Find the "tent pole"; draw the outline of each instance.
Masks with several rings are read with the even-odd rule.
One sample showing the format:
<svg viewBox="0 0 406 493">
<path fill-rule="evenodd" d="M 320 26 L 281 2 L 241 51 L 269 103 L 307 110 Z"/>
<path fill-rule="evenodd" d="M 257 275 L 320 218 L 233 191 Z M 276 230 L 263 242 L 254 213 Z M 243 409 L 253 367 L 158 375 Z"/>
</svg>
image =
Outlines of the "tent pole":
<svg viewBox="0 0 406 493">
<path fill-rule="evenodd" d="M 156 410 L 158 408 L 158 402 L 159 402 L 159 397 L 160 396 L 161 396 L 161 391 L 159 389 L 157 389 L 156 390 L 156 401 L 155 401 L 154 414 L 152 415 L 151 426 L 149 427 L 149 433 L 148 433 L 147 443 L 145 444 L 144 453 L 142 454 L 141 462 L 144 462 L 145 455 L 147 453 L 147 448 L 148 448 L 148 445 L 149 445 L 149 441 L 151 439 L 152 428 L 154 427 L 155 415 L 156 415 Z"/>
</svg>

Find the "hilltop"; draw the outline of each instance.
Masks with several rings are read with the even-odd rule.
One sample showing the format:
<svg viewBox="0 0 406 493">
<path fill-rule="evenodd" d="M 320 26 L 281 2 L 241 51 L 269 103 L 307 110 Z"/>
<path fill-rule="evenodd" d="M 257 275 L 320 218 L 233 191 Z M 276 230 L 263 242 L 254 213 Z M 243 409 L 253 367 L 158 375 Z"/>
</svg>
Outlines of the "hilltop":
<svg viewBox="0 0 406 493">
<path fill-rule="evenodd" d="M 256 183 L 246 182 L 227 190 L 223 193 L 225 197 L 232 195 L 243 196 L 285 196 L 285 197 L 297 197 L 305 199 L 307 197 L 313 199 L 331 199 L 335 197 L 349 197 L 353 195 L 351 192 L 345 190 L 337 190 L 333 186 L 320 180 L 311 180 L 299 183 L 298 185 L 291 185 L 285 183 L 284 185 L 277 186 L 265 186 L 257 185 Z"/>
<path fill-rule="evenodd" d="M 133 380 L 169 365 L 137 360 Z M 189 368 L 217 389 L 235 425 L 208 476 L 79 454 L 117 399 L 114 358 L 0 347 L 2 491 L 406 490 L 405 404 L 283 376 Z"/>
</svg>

* Exercise details
The full set of records is to be written out once more, word for word.

* Task response
Find the "tent pole"; draw the outline of each instance.
Masks with several rings are read with the even-odd rule.
One sample showing the format:
<svg viewBox="0 0 406 493">
<path fill-rule="evenodd" d="M 320 26 L 281 2 L 241 51 L 269 103 L 307 110 Z"/>
<path fill-rule="evenodd" d="M 257 275 L 320 218 L 233 191 Z M 276 230 L 263 242 L 254 213 Z M 243 409 L 253 367 L 158 375 Z"/>
</svg>
image =
Outlines of the "tent pole":
<svg viewBox="0 0 406 493">
<path fill-rule="evenodd" d="M 156 410 L 158 408 L 158 402 L 159 402 L 159 397 L 160 396 L 161 396 L 161 391 L 159 389 L 157 389 L 156 390 L 156 401 L 155 401 L 154 414 L 152 415 L 151 426 L 149 427 L 149 433 L 148 433 L 147 443 L 145 444 L 144 453 L 142 454 L 141 462 L 144 462 L 145 455 L 147 453 L 147 448 L 148 448 L 148 445 L 149 445 L 149 441 L 151 439 L 152 428 L 154 427 L 155 415 L 156 415 Z"/>
</svg>

Find the "hilltop"; draw the outline of each instance.
Masks with several rings are read with the even-odd rule.
One sample showing the format:
<svg viewBox="0 0 406 493">
<path fill-rule="evenodd" d="M 320 26 L 281 2 L 241 51 L 269 103 L 307 110 Z"/>
<path fill-rule="evenodd" d="M 257 275 L 320 218 L 233 191 Z M 276 230 L 263 242 L 254 213 Z M 243 409 L 253 367 L 158 375 Z"/>
</svg>
Outlines of the "hilltop":
<svg viewBox="0 0 406 493">
<path fill-rule="evenodd" d="M 256 183 L 246 182 L 227 190 L 223 193 L 225 197 L 232 195 L 243 196 L 285 196 L 285 197 L 297 197 L 305 199 L 307 197 L 313 199 L 331 199 L 335 197 L 349 197 L 353 195 L 351 192 L 345 190 L 337 190 L 333 186 L 320 180 L 311 180 L 299 183 L 298 185 L 291 185 L 285 183 L 284 185 L 277 186 L 265 186 L 257 185 Z"/>
<path fill-rule="evenodd" d="M 133 380 L 169 365 L 137 360 Z M 189 368 L 217 389 L 235 425 L 208 476 L 79 454 L 117 399 L 114 358 L 0 347 L 2 491 L 406 490 L 405 404 L 283 376 Z"/>
</svg>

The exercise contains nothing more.